Data to use: Begin

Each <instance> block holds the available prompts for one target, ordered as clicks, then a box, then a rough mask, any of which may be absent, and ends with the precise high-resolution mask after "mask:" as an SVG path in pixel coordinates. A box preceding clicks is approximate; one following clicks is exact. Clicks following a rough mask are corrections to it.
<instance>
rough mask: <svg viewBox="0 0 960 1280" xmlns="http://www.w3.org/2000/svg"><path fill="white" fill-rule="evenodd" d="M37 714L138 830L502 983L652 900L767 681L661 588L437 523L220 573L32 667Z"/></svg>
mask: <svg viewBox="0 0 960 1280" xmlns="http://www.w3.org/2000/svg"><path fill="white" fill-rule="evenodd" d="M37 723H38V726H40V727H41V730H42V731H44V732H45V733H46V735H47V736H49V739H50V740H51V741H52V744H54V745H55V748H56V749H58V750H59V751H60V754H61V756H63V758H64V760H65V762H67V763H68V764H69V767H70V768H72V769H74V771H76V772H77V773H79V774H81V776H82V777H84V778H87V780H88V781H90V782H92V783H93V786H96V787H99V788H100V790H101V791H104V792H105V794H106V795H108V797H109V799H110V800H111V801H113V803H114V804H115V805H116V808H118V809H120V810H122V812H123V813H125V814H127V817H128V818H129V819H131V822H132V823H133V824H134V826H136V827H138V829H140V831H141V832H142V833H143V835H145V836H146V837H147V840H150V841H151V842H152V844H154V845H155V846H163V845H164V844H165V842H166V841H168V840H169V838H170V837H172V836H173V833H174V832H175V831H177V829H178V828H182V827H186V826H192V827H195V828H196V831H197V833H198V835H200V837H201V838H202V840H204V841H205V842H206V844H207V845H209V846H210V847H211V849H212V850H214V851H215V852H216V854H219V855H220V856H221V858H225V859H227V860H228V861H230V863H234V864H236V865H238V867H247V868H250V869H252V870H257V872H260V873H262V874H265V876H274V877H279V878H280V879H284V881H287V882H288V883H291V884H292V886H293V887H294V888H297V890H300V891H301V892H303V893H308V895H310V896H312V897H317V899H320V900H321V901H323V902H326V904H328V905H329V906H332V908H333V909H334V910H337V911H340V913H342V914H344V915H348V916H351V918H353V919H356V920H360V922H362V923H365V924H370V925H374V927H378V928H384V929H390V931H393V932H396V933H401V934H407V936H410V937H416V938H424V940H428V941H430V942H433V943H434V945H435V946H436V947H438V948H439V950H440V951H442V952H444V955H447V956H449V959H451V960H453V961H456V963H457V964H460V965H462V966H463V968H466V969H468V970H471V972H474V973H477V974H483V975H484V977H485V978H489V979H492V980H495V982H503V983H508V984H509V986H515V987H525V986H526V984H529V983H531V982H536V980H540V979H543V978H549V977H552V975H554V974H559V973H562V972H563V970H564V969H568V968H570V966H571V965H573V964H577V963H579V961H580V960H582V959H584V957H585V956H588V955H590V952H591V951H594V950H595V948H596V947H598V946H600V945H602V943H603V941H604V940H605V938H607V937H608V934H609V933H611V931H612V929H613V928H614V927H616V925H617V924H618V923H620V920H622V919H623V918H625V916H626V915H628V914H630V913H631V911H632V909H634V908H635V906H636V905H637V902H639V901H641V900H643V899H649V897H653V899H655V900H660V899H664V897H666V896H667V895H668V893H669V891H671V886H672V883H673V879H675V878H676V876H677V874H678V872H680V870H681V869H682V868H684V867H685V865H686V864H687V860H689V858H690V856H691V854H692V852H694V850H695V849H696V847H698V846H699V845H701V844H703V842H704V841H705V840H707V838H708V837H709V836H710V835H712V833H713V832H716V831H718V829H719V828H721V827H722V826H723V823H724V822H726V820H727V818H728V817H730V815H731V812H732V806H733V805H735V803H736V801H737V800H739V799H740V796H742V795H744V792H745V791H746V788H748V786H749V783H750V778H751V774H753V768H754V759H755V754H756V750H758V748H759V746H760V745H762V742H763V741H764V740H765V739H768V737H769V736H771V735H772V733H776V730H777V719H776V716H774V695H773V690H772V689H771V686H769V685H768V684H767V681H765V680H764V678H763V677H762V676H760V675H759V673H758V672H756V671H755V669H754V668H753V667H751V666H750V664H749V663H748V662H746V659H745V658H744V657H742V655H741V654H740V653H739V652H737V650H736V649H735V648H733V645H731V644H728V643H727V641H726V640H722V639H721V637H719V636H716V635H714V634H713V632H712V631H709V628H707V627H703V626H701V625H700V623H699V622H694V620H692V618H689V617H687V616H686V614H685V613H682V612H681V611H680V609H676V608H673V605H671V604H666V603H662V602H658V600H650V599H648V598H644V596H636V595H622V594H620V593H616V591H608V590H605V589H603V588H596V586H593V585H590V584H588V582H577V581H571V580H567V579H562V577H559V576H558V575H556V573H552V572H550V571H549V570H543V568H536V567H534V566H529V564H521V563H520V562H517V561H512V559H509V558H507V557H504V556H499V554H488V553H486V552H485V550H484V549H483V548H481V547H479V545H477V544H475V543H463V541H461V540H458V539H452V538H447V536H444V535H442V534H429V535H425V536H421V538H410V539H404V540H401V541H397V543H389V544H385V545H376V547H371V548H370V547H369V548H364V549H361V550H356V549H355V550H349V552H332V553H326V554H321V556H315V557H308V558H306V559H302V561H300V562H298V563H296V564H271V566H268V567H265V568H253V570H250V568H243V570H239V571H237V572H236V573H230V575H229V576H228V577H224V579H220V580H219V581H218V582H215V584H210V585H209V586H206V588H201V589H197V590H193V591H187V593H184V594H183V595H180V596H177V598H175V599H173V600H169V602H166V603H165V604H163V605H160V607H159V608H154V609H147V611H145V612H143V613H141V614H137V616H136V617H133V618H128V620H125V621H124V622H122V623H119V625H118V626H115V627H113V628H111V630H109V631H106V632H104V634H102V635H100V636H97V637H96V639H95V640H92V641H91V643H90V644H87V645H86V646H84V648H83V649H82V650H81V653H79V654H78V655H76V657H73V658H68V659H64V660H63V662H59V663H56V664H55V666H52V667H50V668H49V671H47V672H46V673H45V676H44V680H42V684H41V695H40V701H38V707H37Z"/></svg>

Data to use: End
Data to use: Begin

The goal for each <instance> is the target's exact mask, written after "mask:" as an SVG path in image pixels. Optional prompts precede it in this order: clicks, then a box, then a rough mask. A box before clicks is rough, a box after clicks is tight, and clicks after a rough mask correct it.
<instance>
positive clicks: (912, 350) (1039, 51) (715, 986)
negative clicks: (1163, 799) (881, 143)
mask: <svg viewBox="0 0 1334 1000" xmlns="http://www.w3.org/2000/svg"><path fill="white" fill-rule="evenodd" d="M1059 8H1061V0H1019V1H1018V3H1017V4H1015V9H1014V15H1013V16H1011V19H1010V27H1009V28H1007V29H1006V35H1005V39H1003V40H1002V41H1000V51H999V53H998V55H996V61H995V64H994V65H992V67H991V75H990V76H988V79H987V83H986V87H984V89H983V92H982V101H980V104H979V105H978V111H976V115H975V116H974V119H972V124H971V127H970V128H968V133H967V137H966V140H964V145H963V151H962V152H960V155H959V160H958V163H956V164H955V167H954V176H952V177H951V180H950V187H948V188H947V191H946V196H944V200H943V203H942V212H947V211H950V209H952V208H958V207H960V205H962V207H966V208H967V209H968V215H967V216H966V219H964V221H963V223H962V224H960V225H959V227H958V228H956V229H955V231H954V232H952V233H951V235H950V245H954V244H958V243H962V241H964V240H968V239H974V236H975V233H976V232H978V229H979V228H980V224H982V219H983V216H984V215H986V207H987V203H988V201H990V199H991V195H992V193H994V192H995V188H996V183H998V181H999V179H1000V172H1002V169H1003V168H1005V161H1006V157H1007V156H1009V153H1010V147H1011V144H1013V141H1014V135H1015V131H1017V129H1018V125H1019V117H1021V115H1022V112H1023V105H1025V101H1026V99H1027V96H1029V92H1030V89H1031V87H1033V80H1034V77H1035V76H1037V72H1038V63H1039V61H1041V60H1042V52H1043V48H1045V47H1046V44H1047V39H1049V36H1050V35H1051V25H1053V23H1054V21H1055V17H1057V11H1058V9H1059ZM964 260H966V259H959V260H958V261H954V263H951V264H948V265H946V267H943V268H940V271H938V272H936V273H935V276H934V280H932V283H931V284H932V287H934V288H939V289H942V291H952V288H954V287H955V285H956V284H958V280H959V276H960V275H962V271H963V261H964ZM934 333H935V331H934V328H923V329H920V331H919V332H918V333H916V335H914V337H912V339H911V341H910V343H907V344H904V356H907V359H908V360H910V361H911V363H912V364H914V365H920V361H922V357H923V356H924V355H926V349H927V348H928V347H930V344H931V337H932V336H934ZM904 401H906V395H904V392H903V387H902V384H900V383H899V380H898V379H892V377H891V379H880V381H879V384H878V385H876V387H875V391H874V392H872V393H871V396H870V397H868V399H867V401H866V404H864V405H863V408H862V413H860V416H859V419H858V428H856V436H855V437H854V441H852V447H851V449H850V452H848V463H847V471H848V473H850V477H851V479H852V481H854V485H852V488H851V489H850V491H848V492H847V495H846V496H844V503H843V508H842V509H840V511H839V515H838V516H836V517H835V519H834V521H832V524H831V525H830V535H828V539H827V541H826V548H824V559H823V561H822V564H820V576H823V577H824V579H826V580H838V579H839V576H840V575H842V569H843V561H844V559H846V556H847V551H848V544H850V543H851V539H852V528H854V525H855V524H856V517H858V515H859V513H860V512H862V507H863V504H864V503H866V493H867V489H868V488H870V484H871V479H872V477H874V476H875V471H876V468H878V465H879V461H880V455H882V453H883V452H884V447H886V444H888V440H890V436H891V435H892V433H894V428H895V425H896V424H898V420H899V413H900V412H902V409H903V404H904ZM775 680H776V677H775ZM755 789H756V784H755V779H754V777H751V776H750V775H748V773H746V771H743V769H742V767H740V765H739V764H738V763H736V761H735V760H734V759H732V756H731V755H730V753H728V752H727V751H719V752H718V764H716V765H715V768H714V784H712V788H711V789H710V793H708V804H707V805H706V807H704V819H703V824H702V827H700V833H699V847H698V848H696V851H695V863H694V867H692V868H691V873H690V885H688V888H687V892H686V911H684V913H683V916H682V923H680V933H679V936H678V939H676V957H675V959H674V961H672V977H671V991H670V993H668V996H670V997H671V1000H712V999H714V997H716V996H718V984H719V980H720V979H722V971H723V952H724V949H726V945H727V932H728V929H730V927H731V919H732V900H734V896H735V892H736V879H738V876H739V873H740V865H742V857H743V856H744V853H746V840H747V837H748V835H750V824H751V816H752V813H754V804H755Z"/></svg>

Data to use: End

** Exercise **
Nothing but a number is needed: the count of lines above that contain "prompts".

** Solution to the exercise **
2